• _What you are asked to do_
Using the records below, transcribe word for word the stretch from the line that contains "like [521, 192]." through the line that contains "like [377, 271].", both end lines included, and nothing else.

-------

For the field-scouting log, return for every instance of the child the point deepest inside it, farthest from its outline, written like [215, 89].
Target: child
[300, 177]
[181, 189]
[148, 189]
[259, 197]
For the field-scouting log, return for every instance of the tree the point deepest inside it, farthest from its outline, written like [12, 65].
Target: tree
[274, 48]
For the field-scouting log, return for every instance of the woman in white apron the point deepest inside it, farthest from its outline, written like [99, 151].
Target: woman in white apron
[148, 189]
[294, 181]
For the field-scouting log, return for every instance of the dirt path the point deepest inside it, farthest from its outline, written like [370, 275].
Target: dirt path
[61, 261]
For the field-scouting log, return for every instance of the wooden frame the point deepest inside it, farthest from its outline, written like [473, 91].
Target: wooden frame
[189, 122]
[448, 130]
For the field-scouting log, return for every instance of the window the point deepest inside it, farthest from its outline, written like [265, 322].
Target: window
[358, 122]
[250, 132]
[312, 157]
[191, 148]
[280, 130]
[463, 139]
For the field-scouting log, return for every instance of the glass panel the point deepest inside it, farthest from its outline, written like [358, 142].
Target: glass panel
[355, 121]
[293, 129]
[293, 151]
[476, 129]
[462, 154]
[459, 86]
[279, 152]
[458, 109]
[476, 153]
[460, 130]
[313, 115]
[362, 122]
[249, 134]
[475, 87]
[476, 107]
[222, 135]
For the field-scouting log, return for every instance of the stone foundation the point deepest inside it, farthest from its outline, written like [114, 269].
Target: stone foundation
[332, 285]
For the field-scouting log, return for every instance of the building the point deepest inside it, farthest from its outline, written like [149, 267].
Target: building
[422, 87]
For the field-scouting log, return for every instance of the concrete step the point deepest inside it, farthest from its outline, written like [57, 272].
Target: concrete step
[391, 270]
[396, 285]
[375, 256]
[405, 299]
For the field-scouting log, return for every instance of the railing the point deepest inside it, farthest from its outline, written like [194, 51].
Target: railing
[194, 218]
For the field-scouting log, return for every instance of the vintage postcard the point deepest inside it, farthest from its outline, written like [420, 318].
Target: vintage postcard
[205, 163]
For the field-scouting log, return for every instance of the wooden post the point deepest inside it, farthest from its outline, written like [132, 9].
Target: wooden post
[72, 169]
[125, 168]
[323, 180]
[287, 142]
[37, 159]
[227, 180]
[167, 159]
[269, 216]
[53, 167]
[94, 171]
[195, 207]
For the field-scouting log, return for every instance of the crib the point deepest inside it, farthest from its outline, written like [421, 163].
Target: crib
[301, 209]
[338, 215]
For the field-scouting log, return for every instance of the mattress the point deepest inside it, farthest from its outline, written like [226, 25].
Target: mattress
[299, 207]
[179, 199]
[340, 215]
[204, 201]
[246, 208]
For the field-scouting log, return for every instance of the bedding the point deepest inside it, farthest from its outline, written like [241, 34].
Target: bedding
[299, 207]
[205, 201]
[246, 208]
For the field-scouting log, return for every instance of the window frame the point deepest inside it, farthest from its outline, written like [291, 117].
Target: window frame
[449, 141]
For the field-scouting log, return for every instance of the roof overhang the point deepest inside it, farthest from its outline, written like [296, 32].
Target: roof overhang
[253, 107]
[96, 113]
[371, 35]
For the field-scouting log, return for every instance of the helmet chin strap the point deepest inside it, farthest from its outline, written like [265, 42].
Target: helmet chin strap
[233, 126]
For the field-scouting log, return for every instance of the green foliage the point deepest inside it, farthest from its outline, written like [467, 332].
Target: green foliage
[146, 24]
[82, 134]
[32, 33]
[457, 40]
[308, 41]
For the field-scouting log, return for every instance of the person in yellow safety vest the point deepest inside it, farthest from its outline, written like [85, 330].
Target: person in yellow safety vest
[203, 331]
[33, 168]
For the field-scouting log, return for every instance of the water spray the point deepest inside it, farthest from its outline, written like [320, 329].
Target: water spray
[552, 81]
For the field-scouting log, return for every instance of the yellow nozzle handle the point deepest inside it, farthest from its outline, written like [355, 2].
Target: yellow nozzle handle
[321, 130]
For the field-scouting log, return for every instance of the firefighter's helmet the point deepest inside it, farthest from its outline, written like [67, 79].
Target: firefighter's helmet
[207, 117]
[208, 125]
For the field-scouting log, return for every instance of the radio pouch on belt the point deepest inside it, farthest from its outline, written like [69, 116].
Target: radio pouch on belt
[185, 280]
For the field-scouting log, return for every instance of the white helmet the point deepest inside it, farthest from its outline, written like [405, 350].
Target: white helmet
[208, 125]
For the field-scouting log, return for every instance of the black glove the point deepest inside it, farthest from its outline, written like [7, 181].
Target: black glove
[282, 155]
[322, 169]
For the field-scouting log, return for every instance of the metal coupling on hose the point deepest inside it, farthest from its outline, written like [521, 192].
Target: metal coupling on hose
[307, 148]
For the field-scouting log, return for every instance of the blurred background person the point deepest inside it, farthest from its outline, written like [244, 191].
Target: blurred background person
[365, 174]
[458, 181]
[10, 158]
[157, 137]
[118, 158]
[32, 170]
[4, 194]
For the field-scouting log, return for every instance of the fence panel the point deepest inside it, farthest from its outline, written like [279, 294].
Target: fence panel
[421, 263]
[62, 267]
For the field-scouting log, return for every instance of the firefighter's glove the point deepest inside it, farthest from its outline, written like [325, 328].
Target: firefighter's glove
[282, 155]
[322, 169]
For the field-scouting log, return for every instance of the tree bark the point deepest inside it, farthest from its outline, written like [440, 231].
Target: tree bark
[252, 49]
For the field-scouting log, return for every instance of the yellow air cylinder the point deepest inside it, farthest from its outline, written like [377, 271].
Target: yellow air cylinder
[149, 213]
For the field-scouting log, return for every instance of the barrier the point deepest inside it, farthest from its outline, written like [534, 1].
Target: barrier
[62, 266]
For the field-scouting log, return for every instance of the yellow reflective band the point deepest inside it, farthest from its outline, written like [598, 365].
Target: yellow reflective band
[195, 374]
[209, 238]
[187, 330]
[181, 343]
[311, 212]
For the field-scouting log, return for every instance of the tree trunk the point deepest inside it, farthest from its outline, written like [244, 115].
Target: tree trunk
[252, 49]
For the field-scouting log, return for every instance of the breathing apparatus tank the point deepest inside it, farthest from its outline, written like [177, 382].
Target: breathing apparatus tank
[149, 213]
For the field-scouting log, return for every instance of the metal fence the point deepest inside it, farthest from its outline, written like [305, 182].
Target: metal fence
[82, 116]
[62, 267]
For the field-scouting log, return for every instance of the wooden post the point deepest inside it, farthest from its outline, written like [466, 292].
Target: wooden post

-------

• _Exercise result_
For the field-scouting log, return for every instance of the metal coupling on hose the point deepest inside it, farthest from its outline, written like [521, 192].
Target: metal coupling on hose
[307, 148]
For the field-scouting log, return for every instance of the blurred background person the point deepest inside it, farthest from its outline, written like [244, 191].
Target: blurred background person
[365, 174]
[458, 181]
[10, 158]
[157, 137]
[118, 158]
[32, 170]
[4, 194]
For the field-scouting log, return for every instance of the fence panel the point deepest inside it, farthest from its outline, written like [279, 294].
Target: fence panel
[421, 263]
[62, 267]
For the field-scouting log, return for every instance of the firefighter's glove the point deepest inside it, farthest from its outline, written like [325, 328].
Target: firefighter's glove
[282, 155]
[322, 169]
For the field-scouting log, return for every instance of the tree bark the point deepest inside it, farthest from its outline, written like [440, 231].
Target: tree bark
[252, 49]
For the field-scouting log, return for every instance of the yellow air cylinder the point deepest inside it, farthest from its outline, written like [377, 271].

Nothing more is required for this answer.